>> start

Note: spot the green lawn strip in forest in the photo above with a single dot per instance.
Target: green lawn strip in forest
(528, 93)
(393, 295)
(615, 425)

>> end

» Objective: Please arrange every line of the records above as a JSON list of strings, one string per line, with blank lines left out.

» Full solution:
[
  "Note: spot the green lawn strip in forest in the photo above with a single dot per instance.",
  "Target: green lawn strip in forest",
  "(528, 93)",
  "(393, 295)",
  "(615, 425)"
]